EVs have much lower greenhouse gas emissions; their energy conversion rate is up to 75% whereas combustion engines only yield around 20%. Therefore, when you drive an EV, you are wasting minimum fuel and considerably lowering air pollution levels. Not to mention, it is possible to charge EVs with clean energy as well. If you have access to renewable sources, such as solar, wind, or hydroelectric power, your EV will entirely run on green energy.

3.      EV batteries are toxic to the environment

It confuses me where people got the idea that lead-acid batteries are more sustainable than lithium ones. Individuals with no technical knowledge are claiming that conventional batteries are recyclable, but those used in EVs will become a nuisance for our landfills. Rest assured because lithium batteries are 99% recyclable, which is more than you can say about the old lead-based types.

Moreover, lithium-ion batteries are far more durable than the conventional kind. The price of a lithium battery is a lot higher than an alkaline battery, though it possesses a similar shelf life and lasts 8-10 times longer. 

4.      Lithium-based batteries make EVs unsafe

Lithium-based batteries are often regarded as ‘dangerous’ or ‘volatile’, which is exaggerated, to say the least. The frequency and severity of explosions from conventional batteries are in fact higher than that of lithium prototypes. All vehicle counterparts have to go through extensive testing before getting approved for public use.

EV batteries are subject to their own set of standards, which are naturally met before installation in the vehicle. Not to mention, EVs are equipped with extra safety features to shut down the electric supply in the vehicle during accidents. If EVs were actually unsafe, you wouldn’t be able to purchase insurance for them.

5.      EVs are not affordable in the long run

There is no denying that the capital cost of an EV exceeds that of a conventional automobile by a hefty margin. However, if you take operation and maintenance costs into account, driving an EV is way cheaper on a daily basis. EVs run on lithium batteries that are super expensive, but then again they have a much greater lifespan. Given the recent surge in gas prices, driving an EV is a lot more economical and convenient.

EVs are still in the development stage, so they are expected to become largely affordable once mass production begins. Every contemporary technology starts at a high price, but it gets cheaper when it becomes commonplace or widely available. 

6.      EVs lack in speed and power

Believe it or not, EVs are designed to run faster than their gasoline-powered equivalents. This revelation can be explained by the fact that an electric motor releases its entire available torque altogether. As a result, the transition from immobile to mobile is considerably quicker. The perfect example is the Model S by Tesla, which goes from zero to 60mph in under 3 seconds. 

7.      EVs are impractical without an extensive charging infrastructure

EVs can easily be charged at your home or any place providing access to an electric socket. How is that complicated in contrast to fueling up from a service station? It is only somewhat problematic for traveling exceptionally long distances, but still doable. Nonetheless, governments that are in favor of the technology are moving towards creating a sophisticated network of charging stations nationwide to increase public convenience. It takes time to adapt to new technology and convert it to a norm, and the progress of EVs is pretty good so far. 

You will obviously have to pay for the power you use to charge your car, but the money you save from not buying gas anymore will more than compensate for the increase in your electricity bill. The newer models of EVs are equipped with fast chargers, which can fully charge a car within 30-60 minutes. Once the car is completely charged, it may last a few days or more, depending on your daily usage.

Work request 1: State whether each statement agrees with the electric vehicle passage, answering yes or no and quoting the deciding words: (a) Lithium batteries are 99% recyclable. (b) Combustion engines have an energy conversion rate of up to 75%. (c) Fast chargers in newer EV models can fully charge a car within 30-60 minutes.
Work request 2: Reproduce word for word everything in the electric vehicle passage from "EVs can easily" down to "good so far.".
Work request 3: According to the electric vehicle passage, how long does the Tesla Model S take to go from zero to 60mph?
The records have no connection to the electric vehicle passage.

Extracted material:
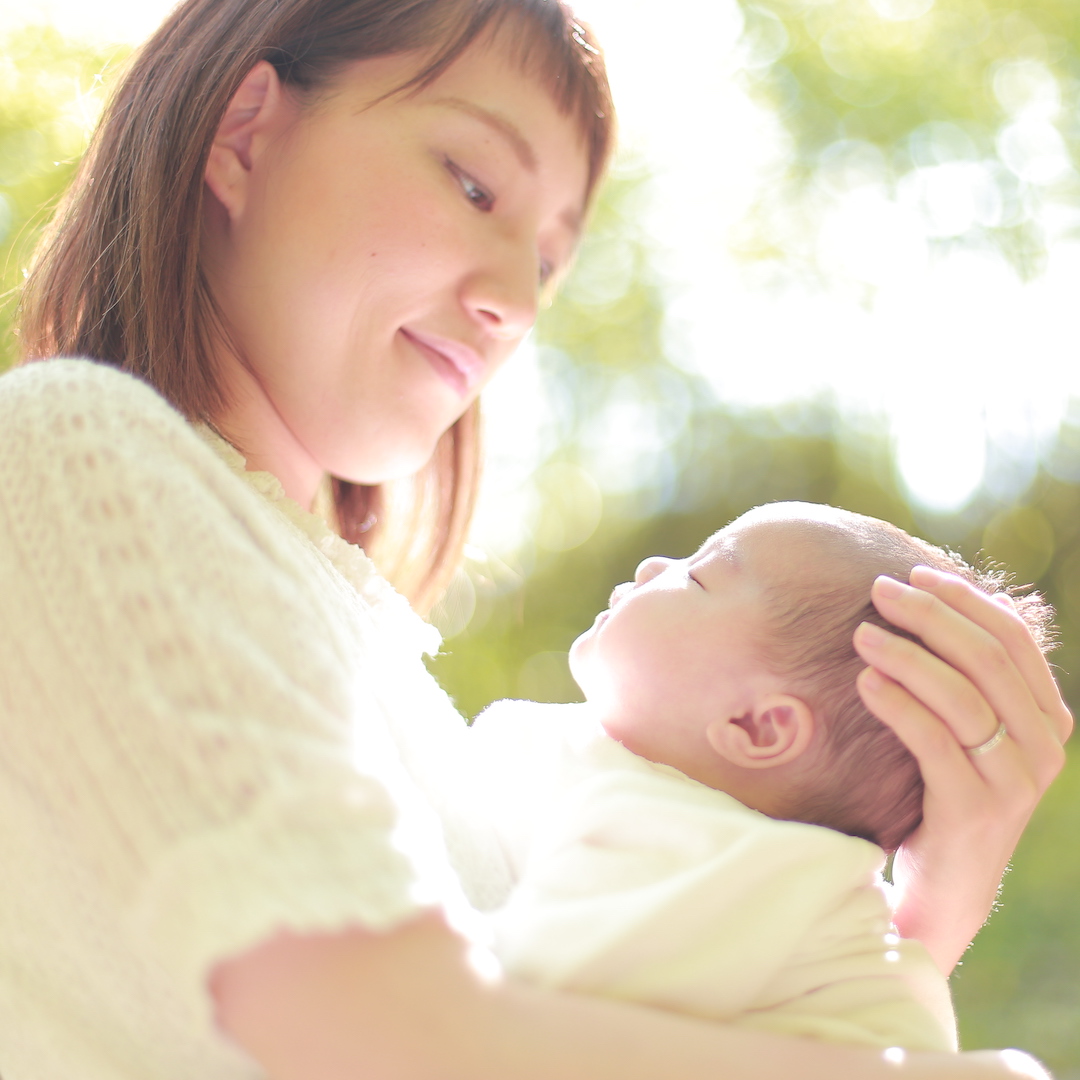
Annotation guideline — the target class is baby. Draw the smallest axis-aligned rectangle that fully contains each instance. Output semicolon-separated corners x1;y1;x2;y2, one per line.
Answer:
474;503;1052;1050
==
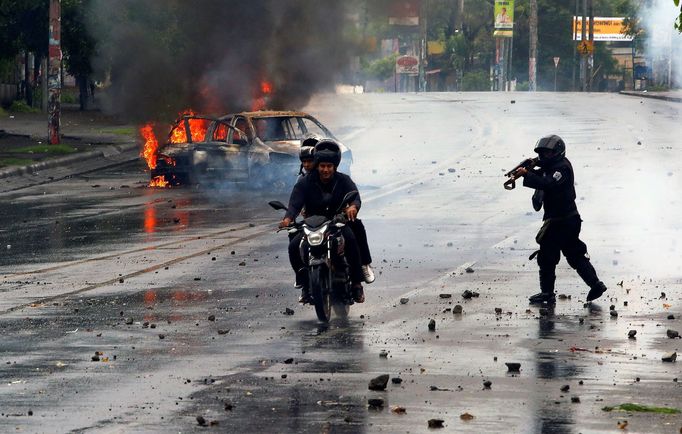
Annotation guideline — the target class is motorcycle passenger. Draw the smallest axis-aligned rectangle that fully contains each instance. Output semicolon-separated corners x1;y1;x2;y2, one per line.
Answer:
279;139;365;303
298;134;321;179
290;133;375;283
--
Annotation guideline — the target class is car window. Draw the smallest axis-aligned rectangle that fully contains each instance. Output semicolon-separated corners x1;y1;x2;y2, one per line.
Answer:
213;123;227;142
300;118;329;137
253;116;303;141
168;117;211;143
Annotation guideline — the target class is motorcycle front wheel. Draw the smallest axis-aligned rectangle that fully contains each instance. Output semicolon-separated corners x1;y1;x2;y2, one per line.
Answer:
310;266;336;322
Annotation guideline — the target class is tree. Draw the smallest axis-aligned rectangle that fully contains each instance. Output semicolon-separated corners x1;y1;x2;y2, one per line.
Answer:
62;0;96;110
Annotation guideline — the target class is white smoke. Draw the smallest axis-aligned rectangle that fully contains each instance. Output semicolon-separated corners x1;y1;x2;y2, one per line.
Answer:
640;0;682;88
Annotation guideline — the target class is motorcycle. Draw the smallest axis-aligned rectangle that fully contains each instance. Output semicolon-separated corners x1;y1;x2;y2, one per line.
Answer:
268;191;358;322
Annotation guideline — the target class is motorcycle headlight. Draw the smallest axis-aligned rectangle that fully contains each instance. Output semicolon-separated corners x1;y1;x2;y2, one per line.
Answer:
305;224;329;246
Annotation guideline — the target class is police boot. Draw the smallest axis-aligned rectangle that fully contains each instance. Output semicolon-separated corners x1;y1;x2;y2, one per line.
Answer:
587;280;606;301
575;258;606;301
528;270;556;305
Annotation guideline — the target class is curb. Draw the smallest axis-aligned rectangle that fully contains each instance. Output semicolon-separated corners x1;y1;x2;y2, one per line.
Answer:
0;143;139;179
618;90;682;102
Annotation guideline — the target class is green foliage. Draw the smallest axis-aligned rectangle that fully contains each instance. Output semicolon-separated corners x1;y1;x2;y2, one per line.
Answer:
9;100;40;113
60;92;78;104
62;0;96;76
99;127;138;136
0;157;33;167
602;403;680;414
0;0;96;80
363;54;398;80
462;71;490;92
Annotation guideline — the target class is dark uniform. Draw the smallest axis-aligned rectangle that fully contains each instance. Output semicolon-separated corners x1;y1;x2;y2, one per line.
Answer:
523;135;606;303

Exercise output 1:
(a) Yes: "lithium batteries are 99% recyclable"
(b) No: "their energy conversion rate is up to 75% whereas combustion engines only yield around 20%"
(c) Yes: "The newer models of EVs are equipped with fast chargers, which can fully charge a car within 30-60 minutes"

Exercise output 2:
EVs can easily be charged at your home or any place providing access to an electric socket. How is that complicated in contrast to fueling up from a service station? It is only somewhat problematic for traveling exceptionally long distances, but still doable. Nonetheless, governments that are in favor of the technology are moving towards creating a sophisticated network of charging stations nationwide to increase public convenience. It takes time to adapt to new technology and convert it to a norm, and the progress of EVs is pretty good so far.

Exercise output 3: Under 3 seconds.